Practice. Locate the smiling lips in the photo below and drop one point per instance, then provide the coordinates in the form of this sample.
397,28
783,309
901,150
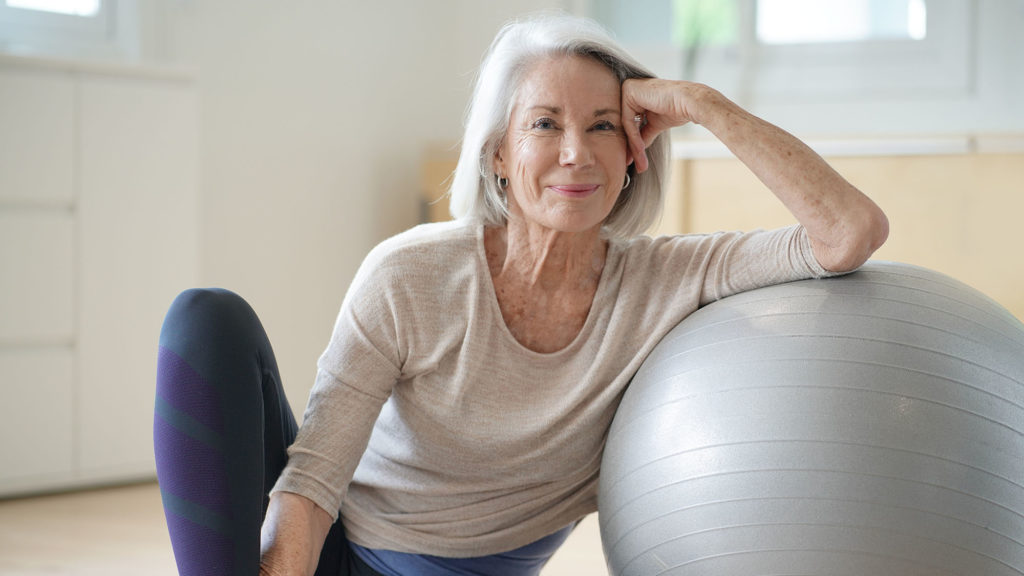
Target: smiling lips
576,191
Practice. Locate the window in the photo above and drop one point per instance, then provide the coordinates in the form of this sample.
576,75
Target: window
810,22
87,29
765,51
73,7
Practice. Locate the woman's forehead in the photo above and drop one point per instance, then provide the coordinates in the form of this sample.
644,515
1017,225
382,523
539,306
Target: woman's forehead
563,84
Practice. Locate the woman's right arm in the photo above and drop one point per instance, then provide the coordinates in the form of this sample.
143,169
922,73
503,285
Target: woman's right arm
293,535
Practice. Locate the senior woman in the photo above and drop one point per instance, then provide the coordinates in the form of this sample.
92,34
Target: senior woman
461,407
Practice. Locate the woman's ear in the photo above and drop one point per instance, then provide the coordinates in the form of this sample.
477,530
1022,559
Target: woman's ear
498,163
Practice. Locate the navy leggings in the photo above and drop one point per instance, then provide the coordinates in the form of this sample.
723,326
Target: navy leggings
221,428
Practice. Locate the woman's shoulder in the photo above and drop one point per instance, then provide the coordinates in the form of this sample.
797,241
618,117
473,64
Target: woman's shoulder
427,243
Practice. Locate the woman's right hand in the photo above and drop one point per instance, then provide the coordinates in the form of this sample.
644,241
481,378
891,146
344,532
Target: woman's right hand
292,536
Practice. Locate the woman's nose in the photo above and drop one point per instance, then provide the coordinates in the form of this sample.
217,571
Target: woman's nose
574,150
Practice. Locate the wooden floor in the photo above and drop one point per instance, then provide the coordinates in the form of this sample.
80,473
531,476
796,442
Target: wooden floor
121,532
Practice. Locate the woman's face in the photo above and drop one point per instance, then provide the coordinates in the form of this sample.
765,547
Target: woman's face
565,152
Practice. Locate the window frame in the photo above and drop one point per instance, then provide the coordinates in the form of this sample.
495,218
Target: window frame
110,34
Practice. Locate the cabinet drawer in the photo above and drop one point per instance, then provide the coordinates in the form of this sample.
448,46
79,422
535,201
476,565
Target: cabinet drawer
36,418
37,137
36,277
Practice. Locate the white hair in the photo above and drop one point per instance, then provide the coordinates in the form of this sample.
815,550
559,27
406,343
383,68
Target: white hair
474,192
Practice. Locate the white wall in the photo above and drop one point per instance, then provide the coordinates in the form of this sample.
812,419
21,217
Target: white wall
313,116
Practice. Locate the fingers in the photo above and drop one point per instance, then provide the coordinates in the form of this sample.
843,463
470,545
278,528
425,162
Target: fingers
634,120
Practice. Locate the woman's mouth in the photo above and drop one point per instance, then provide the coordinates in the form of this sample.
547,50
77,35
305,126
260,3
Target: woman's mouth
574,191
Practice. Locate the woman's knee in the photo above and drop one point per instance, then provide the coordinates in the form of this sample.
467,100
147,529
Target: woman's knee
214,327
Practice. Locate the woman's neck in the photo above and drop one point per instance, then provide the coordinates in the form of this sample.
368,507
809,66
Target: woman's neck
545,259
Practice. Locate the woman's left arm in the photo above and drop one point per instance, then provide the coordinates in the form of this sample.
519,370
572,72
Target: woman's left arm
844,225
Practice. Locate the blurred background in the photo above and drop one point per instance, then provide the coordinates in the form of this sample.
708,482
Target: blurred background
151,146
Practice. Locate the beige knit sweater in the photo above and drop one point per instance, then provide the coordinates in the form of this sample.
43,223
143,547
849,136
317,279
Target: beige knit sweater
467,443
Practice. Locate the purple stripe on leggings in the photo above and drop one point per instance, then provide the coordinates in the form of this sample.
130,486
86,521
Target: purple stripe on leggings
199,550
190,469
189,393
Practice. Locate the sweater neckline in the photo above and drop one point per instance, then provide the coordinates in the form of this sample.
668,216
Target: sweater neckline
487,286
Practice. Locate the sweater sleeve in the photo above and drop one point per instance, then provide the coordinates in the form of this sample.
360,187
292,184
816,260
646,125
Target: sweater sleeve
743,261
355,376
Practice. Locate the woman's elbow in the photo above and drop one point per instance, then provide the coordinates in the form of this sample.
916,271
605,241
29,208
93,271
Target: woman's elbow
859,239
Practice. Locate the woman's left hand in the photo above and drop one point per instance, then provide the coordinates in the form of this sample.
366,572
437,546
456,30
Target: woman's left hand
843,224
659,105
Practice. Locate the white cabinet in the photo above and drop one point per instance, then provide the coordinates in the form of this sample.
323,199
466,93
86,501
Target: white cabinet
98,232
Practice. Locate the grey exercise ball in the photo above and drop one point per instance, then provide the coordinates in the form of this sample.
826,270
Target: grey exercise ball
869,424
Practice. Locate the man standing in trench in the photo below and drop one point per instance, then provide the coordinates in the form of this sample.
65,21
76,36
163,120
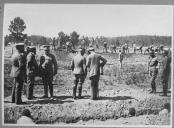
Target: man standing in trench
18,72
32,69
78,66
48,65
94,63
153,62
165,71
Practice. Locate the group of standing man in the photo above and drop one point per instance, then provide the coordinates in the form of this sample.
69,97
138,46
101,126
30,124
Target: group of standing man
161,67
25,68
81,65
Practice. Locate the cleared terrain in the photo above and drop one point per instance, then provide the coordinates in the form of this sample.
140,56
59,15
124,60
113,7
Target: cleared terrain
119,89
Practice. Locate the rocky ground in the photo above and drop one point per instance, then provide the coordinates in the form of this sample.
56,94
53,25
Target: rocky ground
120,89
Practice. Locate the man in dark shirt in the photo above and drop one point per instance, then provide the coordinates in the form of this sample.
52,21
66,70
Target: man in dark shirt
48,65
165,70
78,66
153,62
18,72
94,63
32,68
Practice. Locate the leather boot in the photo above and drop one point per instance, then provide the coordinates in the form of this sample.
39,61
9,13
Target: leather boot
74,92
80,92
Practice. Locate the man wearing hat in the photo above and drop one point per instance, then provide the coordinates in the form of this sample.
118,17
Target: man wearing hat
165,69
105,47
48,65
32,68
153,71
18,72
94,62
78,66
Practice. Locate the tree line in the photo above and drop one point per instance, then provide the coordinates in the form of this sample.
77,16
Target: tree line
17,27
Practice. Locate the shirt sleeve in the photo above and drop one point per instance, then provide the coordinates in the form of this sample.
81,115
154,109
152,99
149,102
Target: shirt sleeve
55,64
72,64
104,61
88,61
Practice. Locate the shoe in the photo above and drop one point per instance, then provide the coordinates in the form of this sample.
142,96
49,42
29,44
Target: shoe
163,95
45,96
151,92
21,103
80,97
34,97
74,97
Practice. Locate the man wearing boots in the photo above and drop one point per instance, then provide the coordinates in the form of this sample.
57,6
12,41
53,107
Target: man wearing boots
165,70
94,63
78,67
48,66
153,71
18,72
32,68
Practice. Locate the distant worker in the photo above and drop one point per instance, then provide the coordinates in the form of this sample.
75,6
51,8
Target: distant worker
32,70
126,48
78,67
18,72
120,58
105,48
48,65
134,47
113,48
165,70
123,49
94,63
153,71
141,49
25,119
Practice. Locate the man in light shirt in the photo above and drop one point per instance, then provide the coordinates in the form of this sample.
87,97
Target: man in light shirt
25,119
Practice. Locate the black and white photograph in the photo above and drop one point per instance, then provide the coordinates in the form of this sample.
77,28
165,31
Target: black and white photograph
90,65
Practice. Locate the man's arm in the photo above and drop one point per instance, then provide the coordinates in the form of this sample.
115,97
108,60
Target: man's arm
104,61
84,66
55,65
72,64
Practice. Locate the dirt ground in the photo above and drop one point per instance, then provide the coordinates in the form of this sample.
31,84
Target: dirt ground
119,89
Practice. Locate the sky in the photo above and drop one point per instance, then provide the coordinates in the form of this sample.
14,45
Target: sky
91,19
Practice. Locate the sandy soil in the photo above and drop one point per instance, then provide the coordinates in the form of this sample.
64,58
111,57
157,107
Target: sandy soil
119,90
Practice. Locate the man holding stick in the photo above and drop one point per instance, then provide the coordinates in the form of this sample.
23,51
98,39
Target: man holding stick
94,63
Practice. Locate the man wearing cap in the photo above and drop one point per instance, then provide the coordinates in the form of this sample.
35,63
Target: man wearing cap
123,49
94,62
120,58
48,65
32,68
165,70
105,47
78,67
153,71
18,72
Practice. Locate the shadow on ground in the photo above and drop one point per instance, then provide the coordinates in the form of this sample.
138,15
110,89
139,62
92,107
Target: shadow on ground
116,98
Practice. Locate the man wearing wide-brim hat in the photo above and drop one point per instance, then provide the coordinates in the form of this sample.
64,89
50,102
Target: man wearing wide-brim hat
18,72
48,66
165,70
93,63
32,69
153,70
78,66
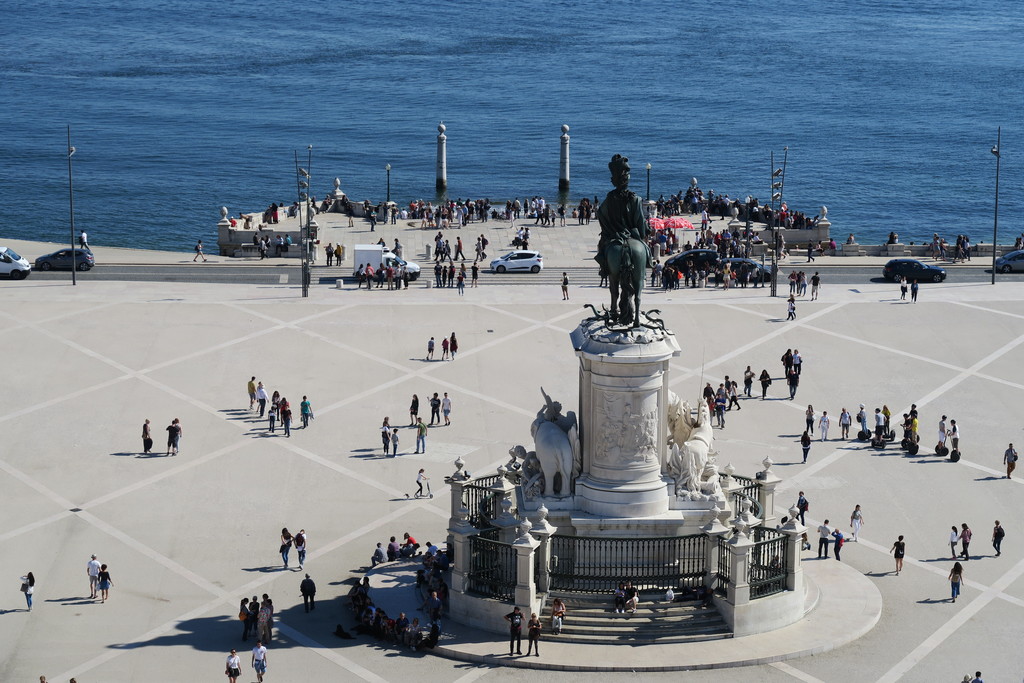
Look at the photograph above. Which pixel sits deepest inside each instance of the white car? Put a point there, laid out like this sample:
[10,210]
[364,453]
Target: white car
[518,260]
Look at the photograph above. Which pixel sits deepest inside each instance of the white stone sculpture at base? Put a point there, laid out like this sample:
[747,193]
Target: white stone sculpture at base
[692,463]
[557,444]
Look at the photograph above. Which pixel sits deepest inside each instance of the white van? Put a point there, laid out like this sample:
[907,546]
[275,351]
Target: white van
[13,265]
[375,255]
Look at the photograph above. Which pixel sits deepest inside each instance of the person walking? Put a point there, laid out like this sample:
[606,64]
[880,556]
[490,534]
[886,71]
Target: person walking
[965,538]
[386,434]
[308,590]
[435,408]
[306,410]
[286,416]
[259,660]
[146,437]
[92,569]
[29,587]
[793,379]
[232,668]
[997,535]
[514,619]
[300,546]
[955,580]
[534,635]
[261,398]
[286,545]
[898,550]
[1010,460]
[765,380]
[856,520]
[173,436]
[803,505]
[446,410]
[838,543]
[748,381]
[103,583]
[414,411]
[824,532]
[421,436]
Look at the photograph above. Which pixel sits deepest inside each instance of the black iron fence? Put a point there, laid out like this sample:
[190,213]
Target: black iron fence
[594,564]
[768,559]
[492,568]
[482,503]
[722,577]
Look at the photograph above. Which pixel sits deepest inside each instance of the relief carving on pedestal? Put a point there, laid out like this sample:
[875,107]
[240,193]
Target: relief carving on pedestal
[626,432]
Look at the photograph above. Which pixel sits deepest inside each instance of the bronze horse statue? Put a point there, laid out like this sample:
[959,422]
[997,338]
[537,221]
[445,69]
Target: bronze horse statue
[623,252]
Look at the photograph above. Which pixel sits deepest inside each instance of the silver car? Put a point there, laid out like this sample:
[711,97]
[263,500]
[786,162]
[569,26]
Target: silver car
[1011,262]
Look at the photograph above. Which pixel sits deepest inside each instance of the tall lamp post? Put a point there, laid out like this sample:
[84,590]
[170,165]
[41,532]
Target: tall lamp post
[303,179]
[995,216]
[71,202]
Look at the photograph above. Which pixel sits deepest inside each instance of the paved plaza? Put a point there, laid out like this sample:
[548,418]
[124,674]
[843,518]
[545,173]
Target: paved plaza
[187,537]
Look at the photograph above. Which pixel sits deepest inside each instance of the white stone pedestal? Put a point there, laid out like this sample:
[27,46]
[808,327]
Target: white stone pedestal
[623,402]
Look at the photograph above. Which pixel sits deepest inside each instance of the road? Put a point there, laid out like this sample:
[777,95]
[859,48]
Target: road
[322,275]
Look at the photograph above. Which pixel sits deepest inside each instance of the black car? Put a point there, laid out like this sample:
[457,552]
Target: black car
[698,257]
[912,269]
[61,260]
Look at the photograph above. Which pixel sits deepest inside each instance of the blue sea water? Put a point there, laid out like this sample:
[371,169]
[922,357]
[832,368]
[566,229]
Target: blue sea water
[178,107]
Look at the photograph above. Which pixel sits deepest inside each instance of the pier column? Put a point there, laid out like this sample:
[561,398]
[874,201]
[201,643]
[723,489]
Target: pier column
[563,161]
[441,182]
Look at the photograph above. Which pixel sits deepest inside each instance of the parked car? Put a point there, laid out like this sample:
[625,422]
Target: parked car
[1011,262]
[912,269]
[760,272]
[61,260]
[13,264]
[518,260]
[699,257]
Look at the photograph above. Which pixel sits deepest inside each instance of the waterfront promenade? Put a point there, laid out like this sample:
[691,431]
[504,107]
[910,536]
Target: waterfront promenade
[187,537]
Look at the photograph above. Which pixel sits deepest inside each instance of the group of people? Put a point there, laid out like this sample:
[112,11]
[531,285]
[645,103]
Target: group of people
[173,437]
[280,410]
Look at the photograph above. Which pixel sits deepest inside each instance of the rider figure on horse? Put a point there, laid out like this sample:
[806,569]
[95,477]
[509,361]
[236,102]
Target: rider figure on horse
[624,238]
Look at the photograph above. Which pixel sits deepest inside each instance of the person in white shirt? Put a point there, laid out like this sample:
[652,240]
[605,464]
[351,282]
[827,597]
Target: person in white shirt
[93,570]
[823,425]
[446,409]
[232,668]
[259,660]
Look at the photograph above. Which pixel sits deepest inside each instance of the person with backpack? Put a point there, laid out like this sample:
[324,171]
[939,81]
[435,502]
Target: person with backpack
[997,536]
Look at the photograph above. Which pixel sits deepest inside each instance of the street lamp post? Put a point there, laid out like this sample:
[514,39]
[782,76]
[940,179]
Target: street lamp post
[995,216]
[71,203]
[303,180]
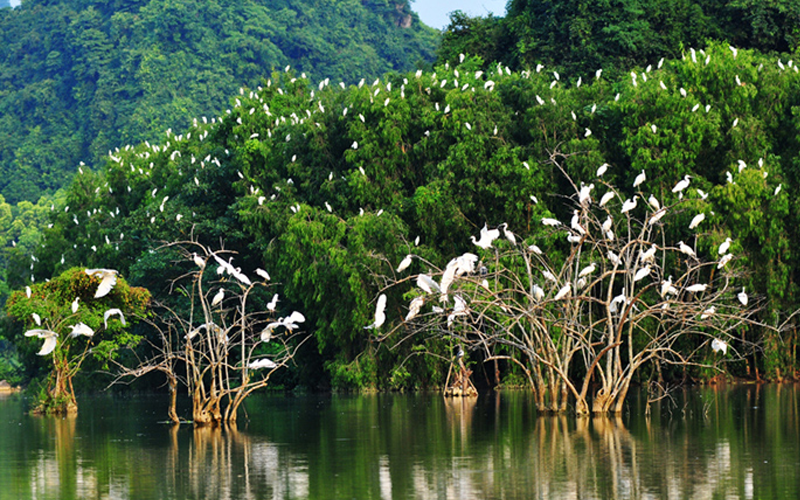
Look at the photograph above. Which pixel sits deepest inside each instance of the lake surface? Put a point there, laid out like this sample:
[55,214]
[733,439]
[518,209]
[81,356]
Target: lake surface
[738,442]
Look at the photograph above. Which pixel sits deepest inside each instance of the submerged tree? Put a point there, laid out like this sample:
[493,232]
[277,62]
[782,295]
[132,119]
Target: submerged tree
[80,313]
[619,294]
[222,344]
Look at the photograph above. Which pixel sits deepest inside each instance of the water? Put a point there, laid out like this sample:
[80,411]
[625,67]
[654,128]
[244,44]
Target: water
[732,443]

+ + +

### Try it:
Beginning with the line holding "the black car?" and ending with the line holding "of the pier", write out the stretch of material above exactly; add no further lines.

### Task result:
Look at the photograph above. Which pixel sits deepest inside each instance of the black car? Put a point there, laid out like this sample:
[457,552]
Target: black car
[698,257]
[912,269]
[61,260]
Look at the photograph above. Which pixel sits deepest inside each instance of the blue sea water? Put a point there, laid out like this sample:
[371,169]
[922,357]
[832,368]
[566,229]
Target: blue sea water
[178,107]
Look at the photograph above. Which pixel sits deepest inside each instance of the pier column? Put a point there, laid out like this sample:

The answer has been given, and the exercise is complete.